Task to carry out: According to the article on The Cortège, on which label was the album first released as a triple LP?

Extract:
The Cortège is an album by the Mike Westbrook Orchestra, performing a composition for jazz orchestra composed by Westbrook with texts from Federico Garcia Lorca, Arthur Rimbaud, Hermann Hesse, William Blake, Giuseppe Gioachino Belli, John Clare, Pentti Saarikoski, and other European poetry, which was recorded in 1982 and first released as a triple LP on the Original label and reissued as a double CD on Enja in 1993 and 2011.

Reception

The Allmusic review by Dave Lynch called it "an often stunning work of massive scope and an indisputable highlight of Westbrook's career" and stated "The Cortège might be too sprawling for a first investigation of Westbrook, but it warrants consideration as the centerpiece of any Westbrook collection".

On All About Jazz Chris May called it "one of finest achievements of British orchestral jazz".

The Observer's Dave Gelly noted "It's only recently that the evolution of distinctly European forms of jazz has been acknowledged, but it began decades ago. One of the first milestones was this huge, unsettling work. .... The Cortège evolved over several years and, if there is a definitive version, this 1982 recording is it".

Data shown:

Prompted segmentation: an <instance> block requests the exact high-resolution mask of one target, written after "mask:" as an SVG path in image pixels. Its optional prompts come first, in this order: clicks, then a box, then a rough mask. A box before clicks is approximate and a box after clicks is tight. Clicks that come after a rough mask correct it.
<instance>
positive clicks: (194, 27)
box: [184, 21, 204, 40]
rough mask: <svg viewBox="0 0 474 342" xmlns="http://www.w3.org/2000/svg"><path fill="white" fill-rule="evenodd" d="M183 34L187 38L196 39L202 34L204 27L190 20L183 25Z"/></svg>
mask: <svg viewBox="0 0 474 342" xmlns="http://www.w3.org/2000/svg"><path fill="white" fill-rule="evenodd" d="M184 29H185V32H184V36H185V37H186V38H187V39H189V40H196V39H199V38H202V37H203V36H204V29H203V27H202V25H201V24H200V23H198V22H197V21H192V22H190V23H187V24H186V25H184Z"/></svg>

--

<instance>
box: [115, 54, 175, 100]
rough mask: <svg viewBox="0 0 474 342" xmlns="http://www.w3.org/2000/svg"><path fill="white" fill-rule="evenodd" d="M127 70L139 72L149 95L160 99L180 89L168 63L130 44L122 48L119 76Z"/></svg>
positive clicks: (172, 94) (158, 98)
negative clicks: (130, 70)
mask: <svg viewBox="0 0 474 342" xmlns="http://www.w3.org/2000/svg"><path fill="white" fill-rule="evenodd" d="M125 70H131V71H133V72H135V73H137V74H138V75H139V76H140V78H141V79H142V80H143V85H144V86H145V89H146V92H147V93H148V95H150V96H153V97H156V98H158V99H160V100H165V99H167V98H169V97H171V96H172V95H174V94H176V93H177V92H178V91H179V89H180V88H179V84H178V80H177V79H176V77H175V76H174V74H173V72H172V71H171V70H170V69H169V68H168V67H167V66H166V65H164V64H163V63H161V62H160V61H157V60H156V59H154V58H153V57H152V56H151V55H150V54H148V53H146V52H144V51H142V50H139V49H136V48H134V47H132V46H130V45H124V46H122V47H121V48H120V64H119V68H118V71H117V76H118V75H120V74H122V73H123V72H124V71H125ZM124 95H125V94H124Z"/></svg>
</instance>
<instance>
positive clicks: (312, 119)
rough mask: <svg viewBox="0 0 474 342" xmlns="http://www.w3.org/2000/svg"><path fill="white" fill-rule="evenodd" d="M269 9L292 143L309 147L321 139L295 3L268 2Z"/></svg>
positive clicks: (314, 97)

Written solution: The Original label